WHAT YOU NEED TO DO:
[1] In the article on documented versus actual processes, reproduce the passage from "The Process You Think" to "different reality appears." word for word.
[2] Condense the paragraph of the process-improvement article that begins "It creates inconsistency in quality" into a bulleted list that preserves its main points.
[3] Extend the article on the gap between designed and lived processes, picking up after its final sentence.

SELECTED EXCERPT:
The Process You Think You Have vs. The Process You Actually Run
PROCESS IMPROVEMENT
2/17/2026


Most organizations believe they have defined processes. They have SOPs. Flowcharts. Policy manuals. Shared drives full of documentation.
But when you walk the floor, sit in on calls, or observe execution in real time, a different reality appears.
The actual process — the one customers experience — often looks very different from the documented version.
Workarounds exist. Steps are skipped. Approvals are added informally. Tribal knowledge replaces written guidance. And over time, the gap between “designed process” and “lived process” widens.
This gap is expensive.
It creates inconsistency in quality. It increases training time. It produces unpredictable lead times. It introduces hidden risk. And perhaps most damaging, it makes performance hard to diagnose because no one is sure what version of the process is truly being followed.
Leaders sometimes assume that updating documentation solves this. It rarely does.
The real issue is not documentation — it’s alignment.
Strong operational leaders do three things differently:
They observe work where it happens, not just where it’s described.

SUPPLIED INFORMATION:
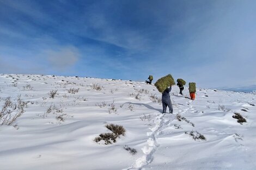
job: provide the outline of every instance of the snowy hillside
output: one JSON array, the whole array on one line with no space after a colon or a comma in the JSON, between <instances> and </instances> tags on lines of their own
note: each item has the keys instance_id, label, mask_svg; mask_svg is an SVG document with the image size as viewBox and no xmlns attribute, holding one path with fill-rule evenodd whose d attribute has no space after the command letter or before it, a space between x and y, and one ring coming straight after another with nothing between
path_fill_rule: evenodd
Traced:
<instances>
[{"instance_id":1,"label":"snowy hillside","mask_svg":"<svg viewBox=\"0 0 256 170\"><path fill-rule=\"evenodd\" d=\"M163 115L144 82L0 74L0 111L9 97L23 108L5 112L25 111L0 126L0 169L256 169L256 95L197 90L191 100L173 86L174 114ZM96 142L111 124L125 135Z\"/></svg>"}]
</instances>

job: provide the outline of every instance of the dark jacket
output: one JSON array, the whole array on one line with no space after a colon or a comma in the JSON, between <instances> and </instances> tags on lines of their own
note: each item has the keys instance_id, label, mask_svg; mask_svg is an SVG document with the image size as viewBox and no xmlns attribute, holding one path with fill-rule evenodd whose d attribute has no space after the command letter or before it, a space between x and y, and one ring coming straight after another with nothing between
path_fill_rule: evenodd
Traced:
<instances>
[{"instance_id":1,"label":"dark jacket","mask_svg":"<svg viewBox=\"0 0 256 170\"><path fill-rule=\"evenodd\" d=\"M181 89L182 87L184 88L184 87L182 85L180 84L179 83L177 83L177 86L178 86L179 87L180 87L180 89Z\"/></svg>"},{"instance_id":2,"label":"dark jacket","mask_svg":"<svg viewBox=\"0 0 256 170\"><path fill-rule=\"evenodd\" d=\"M162 102L167 102L170 100L170 92L172 90L172 87L170 88L166 88L166 90L162 93Z\"/></svg>"}]
</instances>

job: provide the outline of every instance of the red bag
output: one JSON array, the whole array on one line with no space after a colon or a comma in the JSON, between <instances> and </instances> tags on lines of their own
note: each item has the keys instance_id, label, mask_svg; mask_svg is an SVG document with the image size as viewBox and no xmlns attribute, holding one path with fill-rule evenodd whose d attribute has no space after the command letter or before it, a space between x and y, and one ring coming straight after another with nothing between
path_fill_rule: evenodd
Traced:
<instances>
[{"instance_id":1,"label":"red bag","mask_svg":"<svg viewBox=\"0 0 256 170\"><path fill-rule=\"evenodd\" d=\"M194 93L191 93L190 98L192 100L194 100L196 99L196 94Z\"/></svg>"}]
</instances>

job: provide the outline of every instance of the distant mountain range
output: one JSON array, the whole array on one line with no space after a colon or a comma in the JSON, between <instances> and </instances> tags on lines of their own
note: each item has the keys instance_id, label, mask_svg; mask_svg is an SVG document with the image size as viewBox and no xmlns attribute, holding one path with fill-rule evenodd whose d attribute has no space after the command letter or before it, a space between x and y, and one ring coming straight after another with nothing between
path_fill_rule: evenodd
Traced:
<instances>
[{"instance_id":1,"label":"distant mountain range","mask_svg":"<svg viewBox=\"0 0 256 170\"><path fill-rule=\"evenodd\" d=\"M220 87L217 89L226 91L234 91L246 93L253 92L256 93L256 85L239 87Z\"/></svg>"}]
</instances>

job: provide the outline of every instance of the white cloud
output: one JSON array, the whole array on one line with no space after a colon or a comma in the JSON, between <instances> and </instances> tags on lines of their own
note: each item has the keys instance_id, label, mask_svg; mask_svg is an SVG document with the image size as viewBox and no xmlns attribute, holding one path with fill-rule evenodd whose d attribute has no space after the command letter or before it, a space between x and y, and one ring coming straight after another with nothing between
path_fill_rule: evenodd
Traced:
<instances>
[{"instance_id":1,"label":"white cloud","mask_svg":"<svg viewBox=\"0 0 256 170\"><path fill-rule=\"evenodd\" d=\"M48 49L45 51L45 53L50 64L58 71L64 71L74 66L80 55L78 49L74 46Z\"/></svg>"}]
</instances>

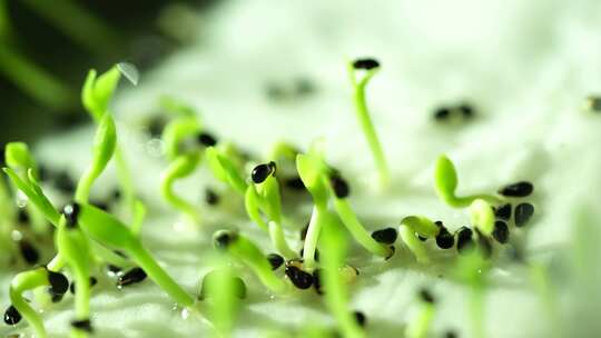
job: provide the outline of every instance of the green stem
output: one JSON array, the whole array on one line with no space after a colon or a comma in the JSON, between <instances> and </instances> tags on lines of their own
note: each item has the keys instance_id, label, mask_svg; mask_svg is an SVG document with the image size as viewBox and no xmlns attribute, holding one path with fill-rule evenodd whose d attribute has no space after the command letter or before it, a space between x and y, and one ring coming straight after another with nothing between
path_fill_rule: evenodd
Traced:
<instances>
[{"instance_id":1,"label":"green stem","mask_svg":"<svg viewBox=\"0 0 601 338\"><path fill-rule=\"evenodd\" d=\"M364 247L367 251L384 258L392 255L391 248L377 242L372 238L367 230L365 230L355 212L353 212L353 209L351 209L347 200L334 198L334 208L336 209L336 212L338 213L343 223L362 247Z\"/></svg>"},{"instance_id":2,"label":"green stem","mask_svg":"<svg viewBox=\"0 0 601 338\"><path fill-rule=\"evenodd\" d=\"M348 71L351 74L354 72L351 63L348 64ZM391 180L388 165L386 163L386 158L384 156L384 151L382 150L382 145L377 138L374 123L370 117L370 109L367 108L367 102L365 99L365 87L374 73L374 71L370 71L363 79L361 79L358 83L355 83L353 78L353 102L355 105L357 120L363 129L363 133L365 135L376 165L380 183L385 187Z\"/></svg>"},{"instance_id":3,"label":"green stem","mask_svg":"<svg viewBox=\"0 0 601 338\"><path fill-rule=\"evenodd\" d=\"M23 292L48 285L48 272L43 268L24 271L17 275L10 285L10 301L12 306L29 322L36 337L46 338L46 328L40 315L24 300Z\"/></svg>"},{"instance_id":4,"label":"green stem","mask_svg":"<svg viewBox=\"0 0 601 338\"><path fill-rule=\"evenodd\" d=\"M313 213L311 215L307 236L305 237L305 245L303 247L303 261L305 269L308 271L315 268L315 249L317 248L322 225L327 220L327 213L328 211L325 206L316 205L313 207Z\"/></svg>"},{"instance_id":5,"label":"green stem","mask_svg":"<svg viewBox=\"0 0 601 338\"><path fill-rule=\"evenodd\" d=\"M139 242L134 242L126 248L134 260L148 274L165 292L167 292L177 304L184 307L191 307L194 299L186 292L167 272L157 264L148 251Z\"/></svg>"}]
</instances>

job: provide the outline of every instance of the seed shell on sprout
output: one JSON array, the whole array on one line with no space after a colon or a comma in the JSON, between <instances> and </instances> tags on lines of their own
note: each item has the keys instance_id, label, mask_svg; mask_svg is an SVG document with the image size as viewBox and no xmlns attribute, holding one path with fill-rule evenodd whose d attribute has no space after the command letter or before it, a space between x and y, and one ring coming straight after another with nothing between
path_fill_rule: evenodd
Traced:
<instances>
[{"instance_id":1,"label":"seed shell on sprout","mask_svg":"<svg viewBox=\"0 0 601 338\"><path fill-rule=\"evenodd\" d=\"M93 331L90 319L73 320L71 326L90 334Z\"/></svg>"},{"instance_id":2,"label":"seed shell on sprout","mask_svg":"<svg viewBox=\"0 0 601 338\"><path fill-rule=\"evenodd\" d=\"M525 226L534 215L534 206L531 203L520 203L515 207L513 219L516 227Z\"/></svg>"},{"instance_id":3,"label":"seed shell on sprout","mask_svg":"<svg viewBox=\"0 0 601 338\"><path fill-rule=\"evenodd\" d=\"M494 216L502 220L510 220L511 218L511 203L504 203L494 209Z\"/></svg>"},{"instance_id":4,"label":"seed shell on sprout","mask_svg":"<svg viewBox=\"0 0 601 338\"><path fill-rule=\"evenodd\" d=\"M286 276L288 276L293 285L298 289L305 290L311 288L311 286L313 285L313 275L303 271L295 265L287 265L285 274Z\"/></svg>"},{"instance_id":5,"label":"seed shell on sprout","mask_svg":"<svg viewBox=\"0 0 601 338\"><path fill-rule=\"evenodd\" d=\"M378 68L378 67L380 67L380 62L377 60L375 60L375 59L372 59L372 58L356 59L353 62L353 68L355 68L355 69L371 70L371 69Z\"/></svg>"},{"instance_id":6,"label":"seed shell on sprout","mask_svg":"<svg viewBox=\"0 0 601 338\"><path fill-rule=\"evenodd\" d=\"M534 191L534 186L529 181L519 181L499 189L499 193L505 197L528 197Z\"/></svg>"},{"instance_id":7,"label":"seed shell on sprout","mask_svg":"<svg viewBox=\"0 0 601 338\"><path fill-rule=\"evenodd\" d=\"M4 322L7 325L17 325L21 321L21 314L19 314L19 310L12 305L4 311Z\"/></svg>"},{"instance_id":8,"label":"seed shell on sprout","mask_svg":"<svg viewBox=\"0 0 601 338\"><path fill-rule=\"evenodd\" d=\"M334 190L334 195L336 195L337 198L346 198L348 197L348 193L351 193L348 183L341 176L332 176L329 178L329 182L332 185L332 189Z\"/></svg>"},{"instance_id":9,"label":"seed shell on sprout","mask_svg":"<svg viewBox=\"0 0 601 338\"><path fill-rule=\"evenodd\" d=\"M277 254L267 255L267 260L269 260L273 270L277 270L284 264L284 258Z\"/></svg>"},{"instance_id":10,"label":"seed shell on sprout","mask_svg":"<svg viewBox=\"0 0 601 338\"><path fill-rule=\"evenodd\" d=\"M124 275L119 276L119 278L117 279L117 287L122 288L125 286L141 282L145 279L146 272L141 268L135 267L125 272Z\"/></svg>"},{"instance_id":11,"label":"seed shell on sprout","mask_svg":"<svg viewBox=\"0 0 601 338\"><path fill-rule=\"evenodd\" d=\"M392 245L396 241L398 232L395 228L384 228L372 232L372 238L381 243Z\"/></svg>"},{"instance_id":12,"label":"seed shell on sprout","mask_svg":"<svg viewBox=\"0 0 601 338\"><path fill-rule=\"evenodd\" d=\"M495 221L492 236L497 242L506 243L510 236L508 223L502 220Z\"/></svg>"},{"instance_id":13,"label":"seed shell on sprout","mask_svg":"<svg viewBox=\"0 0 601 338\"><path fill-rule=\"evenodd\" d=\"M79 205L78 203L69 203L65 206L62 209L62 213L65 215L65 218L67 219L67 227L72 228L77 226L77 220L79 217Z\"/></svg>"},{"instance_id":14,"label":"seed shell on sprout","mask_svg":"<svg viewBox=\"0 0 601 338\"><path fill-rule=\"evenodd\" d=\"M471 248L474 243L472 239L472 229L467 227L461 227L457 231L457 251L460 254L464 252L466 249Z\"/></svg>"}]
</instances>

ANSWER SECTION:
[1]
The Process You Think You Have vs. The Process You Actually Run
PROCESS IMPROVEMENT
2/17/2026


Most organizations believe they have defined processes. They have SOPs. Flowcharts. Policy manuals. Shared drives full of documentation.
But when you walk the floor, sit in on calls, or observe execution in real time, a different reality appears.

[2]
- Inconsistent quality
- Longer training time
- Unpredictable lead times
- Hidden risk
- Performance that is difficult to diagnose, because no one is certain which version of the process is actually being followed

[3]
They map the real workflow before redesigning it.
They simplify before they standardize.
Often, the reason processes drift is because the original design didn’t reflect operational constraints — capacity, system limitations, decision bottlenecks, or customer variability. Teams adapted to survive. Those adaptations became the new normal.
Closing the gap requires honesty. It requires asking, “What is actually happening?” without blame.
When leadership embraces process reality instead of process theory, improvement becomes practical instead of aspirational.
Execution stabilizes. Variation decreases. Teams operate with less friction. And customers experience consistency.
You can’t improve what you haven’t accurately seen.